Will you transcribe the entries that follow, exactly and in full?

Rows:

== == ==

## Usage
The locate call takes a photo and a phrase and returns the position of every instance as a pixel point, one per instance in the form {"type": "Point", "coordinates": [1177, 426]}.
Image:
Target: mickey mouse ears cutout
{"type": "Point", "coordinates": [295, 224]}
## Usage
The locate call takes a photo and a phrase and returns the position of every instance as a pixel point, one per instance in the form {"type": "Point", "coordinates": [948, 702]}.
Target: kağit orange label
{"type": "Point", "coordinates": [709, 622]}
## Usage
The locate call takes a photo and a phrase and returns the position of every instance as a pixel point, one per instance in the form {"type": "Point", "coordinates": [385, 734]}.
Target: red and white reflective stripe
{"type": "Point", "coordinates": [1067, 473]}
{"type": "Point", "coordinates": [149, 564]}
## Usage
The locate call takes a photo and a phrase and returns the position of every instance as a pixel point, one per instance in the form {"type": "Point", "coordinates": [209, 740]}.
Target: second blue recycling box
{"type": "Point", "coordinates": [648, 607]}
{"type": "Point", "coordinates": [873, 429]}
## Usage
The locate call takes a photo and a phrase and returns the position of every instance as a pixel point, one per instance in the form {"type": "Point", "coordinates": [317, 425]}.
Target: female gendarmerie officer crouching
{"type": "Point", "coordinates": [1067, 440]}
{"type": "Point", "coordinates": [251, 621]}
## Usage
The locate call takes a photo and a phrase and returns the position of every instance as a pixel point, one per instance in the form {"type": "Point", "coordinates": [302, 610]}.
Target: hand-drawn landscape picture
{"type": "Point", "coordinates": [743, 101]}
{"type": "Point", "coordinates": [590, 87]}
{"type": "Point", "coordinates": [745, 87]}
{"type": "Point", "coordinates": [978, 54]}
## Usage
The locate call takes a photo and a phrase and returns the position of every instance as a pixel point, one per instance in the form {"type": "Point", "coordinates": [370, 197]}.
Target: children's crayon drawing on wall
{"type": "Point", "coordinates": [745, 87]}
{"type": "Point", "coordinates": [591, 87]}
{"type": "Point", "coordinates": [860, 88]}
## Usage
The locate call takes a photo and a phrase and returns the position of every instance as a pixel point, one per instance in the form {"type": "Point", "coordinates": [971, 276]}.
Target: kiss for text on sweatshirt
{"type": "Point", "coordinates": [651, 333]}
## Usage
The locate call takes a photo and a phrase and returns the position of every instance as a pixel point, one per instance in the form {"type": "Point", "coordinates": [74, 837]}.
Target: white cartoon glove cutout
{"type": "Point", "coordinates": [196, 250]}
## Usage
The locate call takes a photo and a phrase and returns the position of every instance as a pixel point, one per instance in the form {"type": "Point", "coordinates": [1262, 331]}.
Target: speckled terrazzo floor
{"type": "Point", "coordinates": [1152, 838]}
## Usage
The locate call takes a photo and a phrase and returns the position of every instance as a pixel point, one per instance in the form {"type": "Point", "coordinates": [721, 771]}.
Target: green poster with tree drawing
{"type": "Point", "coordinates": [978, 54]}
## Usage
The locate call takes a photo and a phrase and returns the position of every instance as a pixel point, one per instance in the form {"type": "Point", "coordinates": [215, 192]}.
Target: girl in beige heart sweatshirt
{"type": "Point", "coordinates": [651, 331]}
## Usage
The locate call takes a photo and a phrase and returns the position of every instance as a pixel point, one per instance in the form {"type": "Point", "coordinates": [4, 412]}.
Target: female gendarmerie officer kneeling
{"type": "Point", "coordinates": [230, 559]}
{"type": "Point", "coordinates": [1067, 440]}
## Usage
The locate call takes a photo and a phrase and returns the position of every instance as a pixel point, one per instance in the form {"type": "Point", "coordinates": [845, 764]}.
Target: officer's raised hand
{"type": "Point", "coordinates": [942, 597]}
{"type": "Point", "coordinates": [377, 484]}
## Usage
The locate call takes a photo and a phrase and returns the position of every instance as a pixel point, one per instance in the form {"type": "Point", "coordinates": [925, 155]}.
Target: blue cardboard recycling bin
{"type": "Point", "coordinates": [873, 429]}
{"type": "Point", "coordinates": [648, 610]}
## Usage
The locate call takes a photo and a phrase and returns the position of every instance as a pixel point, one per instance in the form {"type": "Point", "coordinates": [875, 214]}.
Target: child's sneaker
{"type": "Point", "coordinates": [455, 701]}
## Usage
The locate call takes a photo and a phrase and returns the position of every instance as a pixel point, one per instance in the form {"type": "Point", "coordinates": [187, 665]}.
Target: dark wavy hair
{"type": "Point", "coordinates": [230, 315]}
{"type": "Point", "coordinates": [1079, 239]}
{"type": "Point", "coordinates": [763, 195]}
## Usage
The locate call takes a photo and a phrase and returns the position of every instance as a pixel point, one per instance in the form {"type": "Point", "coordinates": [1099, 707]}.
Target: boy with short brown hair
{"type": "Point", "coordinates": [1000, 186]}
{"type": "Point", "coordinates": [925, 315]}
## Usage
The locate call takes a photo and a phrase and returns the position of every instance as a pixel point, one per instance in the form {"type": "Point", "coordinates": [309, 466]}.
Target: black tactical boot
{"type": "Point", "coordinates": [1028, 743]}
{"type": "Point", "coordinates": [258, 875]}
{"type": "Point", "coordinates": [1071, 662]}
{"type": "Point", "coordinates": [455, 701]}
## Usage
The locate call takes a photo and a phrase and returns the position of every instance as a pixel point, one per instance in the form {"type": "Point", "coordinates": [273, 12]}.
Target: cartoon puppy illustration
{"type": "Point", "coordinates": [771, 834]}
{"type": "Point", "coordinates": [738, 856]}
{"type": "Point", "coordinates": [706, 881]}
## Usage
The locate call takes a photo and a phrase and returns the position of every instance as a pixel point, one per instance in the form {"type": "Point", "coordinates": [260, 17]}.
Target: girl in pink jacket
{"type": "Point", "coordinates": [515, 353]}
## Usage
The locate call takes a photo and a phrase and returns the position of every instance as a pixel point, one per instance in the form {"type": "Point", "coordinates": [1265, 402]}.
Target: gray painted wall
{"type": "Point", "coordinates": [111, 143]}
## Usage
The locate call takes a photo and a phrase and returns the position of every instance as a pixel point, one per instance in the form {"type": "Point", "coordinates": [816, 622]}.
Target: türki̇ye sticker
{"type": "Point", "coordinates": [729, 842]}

== == ==

Output below:
## Usage
The locate call takes a photo and a phrase and returns the position of every instance as a pixel point, one per instance in the form {"type": "Point", "coordinates": [1177, 426]}.
Image:
Target: mickey mouse ears cutout
{"type": "Point", "coordinates": [295, 224]}
## Usage
The locate call takes a photo and a phrase and returns the position of every instance as a pixel point, one per instance in the form {"type": "Point", "coordinates": [948, 702]}.
Target: kağit orange label
{"type": "Point", "coordinates": [709, 622]}
## Usage
The locate call takes a photo and a phrase and returns the position of every instance as a pixel point, one per instance in the form {"type": "Point", "coordinates": [385, 734]}.
Target: red and white reflective stripe
{"type": "Point", "coordinates": [1067, 473]}
{"type": "Point", "coordinates": [149, 564]}
## Usage
The locate call takes a photo and a phrase and returns the position of every instance as a pixel point, one per instance in the form {"type": "Point", "coordinates": [209, 740]}.
Target: second blue recycling box
{"type": "Point", "coordinates": [648, 607]}
{"type": "Point", "coordinates": [873, 429]}
## Usage
The locate call takes a photo and a phrase and returns the position of every instance as a pixel point, one per instance in the form {"type": "Point", "coordinates": [317, 425]}.
Target: female gendarmerie officer crouching
{"type": "Point", "coordinates": [1067, 440]}
{"type": "Point", "coordinates": [251, 621]}
## Usage
The locate call takes a photo and a phrase and returns the position of every instance as a pixel point, one per instance in the form {"type": "Point", "coordinates": [302, 610]}.
Target: hand-drawn landscape picture
{"type": "Point", "coordinates": [743, 101]}
{"type": "Point", "coordinates": [590, 87]}
{"type": "Point", "coordinates": [745, 87]}
{"type": "Point", "coordinates": [978, 54]}
## Usage
The locate call takes a photo and a phrase and returns the position of every instance as a pixel point, one per instance in the form {"type": "Point", "coordinates": [370, 197]}.
Target: children's crayon drawing on wall
{"type": "Point", "coordinates": [745, 87]}
{"type": "Point", "coordinates": [591, 87]}
{"type": "Point", "coordinates": [860, 88]}
## Usage
The locate call takes a photo and a phrase and returns the position of every instance as a pixel point, one per instance in the form {"type": "Point", "coordinates": [971, 276]}.
Target: kiss for text on sweatshirt
{"type": "Point", "coordinates": [651, 333]}
## Usage
The locate call takes a photo and a phrase and returns the position of every instance as a pixel point, one per instance in the form {"type": "Point", "coordinates": [74, 837]}.
Target: white cartoon glove cutout
{"type": "Point", "coordinates": [196, 250]}
## Usage
The locate call takes a photo and a phrase and returns the position of every instance as a pixel point, one per instance in the form {"type": "Point", "coordinates": [1262, 331]}.
Target: speckled terrazzo floor
{"type": "Point", "coordinates": [1152, 838]}
## Usage
The locate call takes a photo and a phrase and returns the position of every instance as a pixel point, one per instance in the form {"type": "Point", "coordinates": [721, 771]}.
Target: green poster with tree drawing
{"type": "Point", "coordinates": [978, 54]}
## Usage
The locate call takes a photo and a phrase and returns the position of every instance as a pixel point, one per instance in the form {"type": "Point", "coordinates": [215, 192]}.
Target: girl in beige heart sweatshirt
{"type": "Point", "coordinates": [651, 331]}
## Usage
The locate call takes a photo and a phrase and returns the position of every instance as a pixel point, one per instance in the form {"type": "Point", "coordinates": [4, 412]}.
Target: female gendarmerie officer kneeling
{"type": "Point", "coordinates": [230, 559]}
{"type": "Point", "coordinates": [1067, 440]}
## Usage
The locate call takes a photo and a phrase and returns the position of every instance as a pixel point, one per instance in the form {"type": "Point", "coordinates": [845, 764]}.
Target: officer's raised hand
{"type": "Point", "coordinates": [942, 597]}
{"type": "Point", "coordinates": [377, 484]}
## Usage
The locate call takes a photo and a phrase and returns the position of every instance as a pixel point, one per instance in the form {"type": "Point", "coordinates": [925, 155]}.
Target: blue cardboard recycling bin
{"type": "Point", "coordinates": [873, 429]}
{"type": "Point", "coordinates": [648, 610]}
## Usage
The locate call takes a photo and a phrase and returns the position of every instance as a pixel point, one per instance in the form {"type": "Point", "coordinates": [875, 214]}.
Target: child's sneaker
{"type": "Point", "coordinates": [455, 701]}
## Usage
The locate call takes a photo and a phrase and returns the position of every instance as a pixel point, one per instance in the form {"type": "Point", "coordinates": [187, 665]}.
Target: dark wavy hair
{"type": "Point", "coordinates": [230, 315]}
{"type": "Point", "coordinates": [1079, 239]}
{"type": "Point", "coordinates": [763, 195]}
## Usage
The locate call takes a photo and a phrase and returns the position of every instance as a pixel point, one per instance in the form {"type": "Point", "coordinates": [1099, 707]}.
Target: boy with short brown hair
{"type": "Point", "coordinates": [1000, 186]}
{"type": "Point", "coordinates": [925, 315]}
## Usage
The locate call takes a photo and a phrase and returns the position of every instance as a pixel point, one per instance in the form {"type": "Point", "coordinates": [309, 466]}.
Target: black tactical boot
{"type": "Point", "coordinates": [1028, 743]}
{"type": "Point", "coordinates": [258, 875]}
{"type": "Point", "coordinates": [1071, 662]}
{"type": "Point", "coordinates": [455, 701]}
## Usage
The locate call takes a photo and a phrase and returns the position of every instance as a pixel point, one per instance in the form {"type": "Point", "coordinates": [273, 12]}.
Target: cartoon puppy illustration
{"type": "Point", "coordinates": [771, 834]}
{"type": "Point", "coordinates": [738, 856]}
{"type": "Point", "coordinates": [706, 881]}
## Usage
The locate call takes a photo and a phrase and returns the position of every instance as a pixel point, one per instance in the form {"type": "Point", "coordinates": [260, 17]}.
Target: girl in pink jacket
{"type": "Point", "coordinates": [515, 353]}
## Usage
The locate call takes a photo and a phrase and returns the position of every instance as a pixel point, one per instance in the form {"type": "Point", "coordinates": [1265, 402]}.
Target: gray painted wall
{"type": "Point", "coordinates": [111, 143]}
## Usage
The locate call takes a photo and a phrase and returns the position of every instance as a pixel point, one per instance in the form {"type": "Point", "coordinates": [816, 622]}.
Target: türki̇ye sticker
{"type": "Point", "coordinates": [729, 842]}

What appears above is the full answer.